### EXERCISE PASSAGE
* * *

Fred Glass likes fireworks.
Unfortunately for Indiana fans, most of the explosions were limited to the sky as the football team struggled to generate big plays in 2017.
In Bill Connelly’s IsoPPP+ statistic, an opponent-adjusted metric for explosiveness, Indiana ranked 99th nationally.
The percentage of explosive plays1 on both rushing and passing plays declined in 2017.
From 2014-2016, Indiana averaged a 15% explosive rush rate, never falling below 13% in a given year. Last year IU averaged just 8%.

* * *

### MATERIAL PROVIDED
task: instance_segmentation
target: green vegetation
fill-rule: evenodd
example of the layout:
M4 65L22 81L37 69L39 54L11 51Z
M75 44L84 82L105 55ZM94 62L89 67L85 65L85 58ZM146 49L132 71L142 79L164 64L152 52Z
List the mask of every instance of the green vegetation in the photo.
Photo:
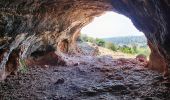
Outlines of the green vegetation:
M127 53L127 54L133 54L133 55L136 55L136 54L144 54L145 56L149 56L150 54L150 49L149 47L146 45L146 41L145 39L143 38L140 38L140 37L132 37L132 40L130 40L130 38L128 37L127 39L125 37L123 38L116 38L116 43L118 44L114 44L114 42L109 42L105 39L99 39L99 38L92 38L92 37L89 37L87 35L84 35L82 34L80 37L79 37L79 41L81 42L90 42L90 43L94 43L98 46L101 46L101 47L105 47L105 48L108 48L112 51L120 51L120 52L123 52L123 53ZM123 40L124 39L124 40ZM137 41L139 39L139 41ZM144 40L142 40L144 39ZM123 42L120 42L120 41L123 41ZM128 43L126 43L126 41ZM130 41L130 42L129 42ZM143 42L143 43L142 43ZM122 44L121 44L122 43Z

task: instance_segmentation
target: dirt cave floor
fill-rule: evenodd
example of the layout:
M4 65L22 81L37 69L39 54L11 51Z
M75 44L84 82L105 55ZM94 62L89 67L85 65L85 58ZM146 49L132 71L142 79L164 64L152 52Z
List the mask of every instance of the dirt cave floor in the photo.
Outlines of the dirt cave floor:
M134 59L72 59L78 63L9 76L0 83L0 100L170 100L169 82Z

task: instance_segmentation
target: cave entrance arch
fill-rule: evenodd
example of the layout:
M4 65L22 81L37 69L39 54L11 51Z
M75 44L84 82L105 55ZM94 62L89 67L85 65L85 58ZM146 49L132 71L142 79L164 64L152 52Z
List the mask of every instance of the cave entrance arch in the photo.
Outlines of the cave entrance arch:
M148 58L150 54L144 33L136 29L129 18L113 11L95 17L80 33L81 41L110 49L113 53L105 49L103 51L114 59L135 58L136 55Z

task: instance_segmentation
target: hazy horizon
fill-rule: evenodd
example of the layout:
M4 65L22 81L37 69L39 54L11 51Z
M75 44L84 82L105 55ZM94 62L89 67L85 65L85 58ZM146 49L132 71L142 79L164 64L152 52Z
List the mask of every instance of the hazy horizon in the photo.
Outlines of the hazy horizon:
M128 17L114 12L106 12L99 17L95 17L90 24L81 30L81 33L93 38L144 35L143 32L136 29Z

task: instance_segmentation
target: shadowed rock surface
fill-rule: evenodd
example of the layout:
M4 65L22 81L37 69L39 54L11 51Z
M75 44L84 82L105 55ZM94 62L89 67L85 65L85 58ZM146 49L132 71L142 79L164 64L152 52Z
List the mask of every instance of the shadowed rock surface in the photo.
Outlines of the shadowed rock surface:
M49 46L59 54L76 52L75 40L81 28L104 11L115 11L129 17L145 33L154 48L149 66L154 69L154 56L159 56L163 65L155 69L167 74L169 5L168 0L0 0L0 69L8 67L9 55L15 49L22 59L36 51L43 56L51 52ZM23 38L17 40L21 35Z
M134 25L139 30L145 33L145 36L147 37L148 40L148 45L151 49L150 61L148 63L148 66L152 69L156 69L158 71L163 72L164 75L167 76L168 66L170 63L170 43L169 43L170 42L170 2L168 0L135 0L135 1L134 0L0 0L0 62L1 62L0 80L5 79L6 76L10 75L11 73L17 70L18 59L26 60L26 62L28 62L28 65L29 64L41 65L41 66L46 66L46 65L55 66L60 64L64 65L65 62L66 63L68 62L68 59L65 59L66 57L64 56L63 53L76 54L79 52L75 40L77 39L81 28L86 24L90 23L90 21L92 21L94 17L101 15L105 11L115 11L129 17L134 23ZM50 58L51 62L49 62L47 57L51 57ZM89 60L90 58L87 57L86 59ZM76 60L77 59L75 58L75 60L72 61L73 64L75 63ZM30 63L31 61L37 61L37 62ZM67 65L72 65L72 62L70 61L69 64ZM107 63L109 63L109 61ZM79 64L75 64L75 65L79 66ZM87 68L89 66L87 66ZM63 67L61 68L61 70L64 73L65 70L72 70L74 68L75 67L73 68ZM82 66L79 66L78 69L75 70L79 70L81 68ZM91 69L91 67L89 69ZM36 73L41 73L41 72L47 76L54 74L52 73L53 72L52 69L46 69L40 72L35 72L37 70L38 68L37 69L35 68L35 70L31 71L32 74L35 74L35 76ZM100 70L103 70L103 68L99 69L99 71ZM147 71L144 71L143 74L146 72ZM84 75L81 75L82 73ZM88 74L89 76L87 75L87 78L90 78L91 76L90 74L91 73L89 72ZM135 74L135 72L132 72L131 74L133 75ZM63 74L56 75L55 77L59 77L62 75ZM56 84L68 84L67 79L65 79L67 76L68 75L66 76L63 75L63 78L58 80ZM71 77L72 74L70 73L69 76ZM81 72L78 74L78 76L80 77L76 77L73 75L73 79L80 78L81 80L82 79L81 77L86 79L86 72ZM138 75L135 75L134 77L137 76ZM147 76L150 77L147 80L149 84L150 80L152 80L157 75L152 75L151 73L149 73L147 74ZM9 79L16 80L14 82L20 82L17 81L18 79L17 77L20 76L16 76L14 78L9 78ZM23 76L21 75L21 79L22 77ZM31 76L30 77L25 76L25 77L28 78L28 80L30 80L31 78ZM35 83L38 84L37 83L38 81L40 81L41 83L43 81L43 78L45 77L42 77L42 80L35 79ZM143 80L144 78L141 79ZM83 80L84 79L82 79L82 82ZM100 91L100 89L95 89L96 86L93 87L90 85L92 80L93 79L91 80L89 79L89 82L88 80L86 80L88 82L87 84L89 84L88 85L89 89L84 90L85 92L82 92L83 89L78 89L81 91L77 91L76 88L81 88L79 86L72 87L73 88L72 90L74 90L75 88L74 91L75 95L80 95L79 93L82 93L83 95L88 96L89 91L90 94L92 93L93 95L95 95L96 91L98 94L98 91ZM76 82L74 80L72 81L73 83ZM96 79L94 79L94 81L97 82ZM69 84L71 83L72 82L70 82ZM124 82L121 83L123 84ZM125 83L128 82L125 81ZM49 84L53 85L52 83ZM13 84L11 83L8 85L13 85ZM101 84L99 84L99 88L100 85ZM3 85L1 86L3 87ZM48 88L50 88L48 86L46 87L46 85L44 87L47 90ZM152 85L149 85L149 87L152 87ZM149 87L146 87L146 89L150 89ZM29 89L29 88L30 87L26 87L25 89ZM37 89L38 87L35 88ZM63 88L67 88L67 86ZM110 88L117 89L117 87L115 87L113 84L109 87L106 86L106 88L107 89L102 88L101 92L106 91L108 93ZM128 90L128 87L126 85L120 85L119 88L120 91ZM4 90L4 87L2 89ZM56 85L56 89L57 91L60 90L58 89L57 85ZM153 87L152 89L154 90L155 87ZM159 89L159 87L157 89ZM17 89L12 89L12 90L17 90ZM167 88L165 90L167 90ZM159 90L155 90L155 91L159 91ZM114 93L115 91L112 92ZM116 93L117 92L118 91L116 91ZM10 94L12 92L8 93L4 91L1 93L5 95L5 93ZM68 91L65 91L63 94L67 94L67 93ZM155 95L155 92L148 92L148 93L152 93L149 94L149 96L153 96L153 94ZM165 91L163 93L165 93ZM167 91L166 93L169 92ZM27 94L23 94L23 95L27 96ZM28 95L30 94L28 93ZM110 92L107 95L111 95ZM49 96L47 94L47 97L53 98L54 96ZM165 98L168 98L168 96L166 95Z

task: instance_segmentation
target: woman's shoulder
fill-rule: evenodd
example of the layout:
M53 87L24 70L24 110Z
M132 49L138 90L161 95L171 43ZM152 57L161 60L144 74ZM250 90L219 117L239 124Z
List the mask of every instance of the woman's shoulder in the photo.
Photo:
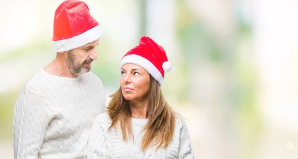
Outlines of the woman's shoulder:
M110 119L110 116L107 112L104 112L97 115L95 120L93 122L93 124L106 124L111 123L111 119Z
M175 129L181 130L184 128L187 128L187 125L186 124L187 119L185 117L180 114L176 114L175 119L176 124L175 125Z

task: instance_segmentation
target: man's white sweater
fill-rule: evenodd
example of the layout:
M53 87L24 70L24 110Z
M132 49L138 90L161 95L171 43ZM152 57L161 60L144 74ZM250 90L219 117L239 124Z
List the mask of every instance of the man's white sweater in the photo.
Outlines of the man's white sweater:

* * *

### PROMPT
Extend the text on Indiana football's drop in explosive plays in 2017, picking up after its last sentence.

### REPLY
Morgan Ellison and Cole Gest impacted this team’s explosive rush rate the most because they had the most carries, combining to rush for 10+ yards on just 9% of their carries.2
Both of these players return, which means that, to a certain degree, they must improve for Indiana’s overall explosiveness to improve. The good news is that the offensive line, with everyone back and another year of experience under their collective belt, should be improved, which should give Gest and Ellison more space and opportunity for long runs. For Ellison, it’s not a question of power or strength – breaking tackles is not a problem. The question is whether he possesses the speed and/or elusiveness to be an explosive back. On the other hand, Gest’s speed is not in doubt. His problem last year was breaking that one tackle or making that one defender miss that would lead to a long gain. Expecting incremental improvement by one or both backs is reasonable. Expecting anything more than that probably isn’t.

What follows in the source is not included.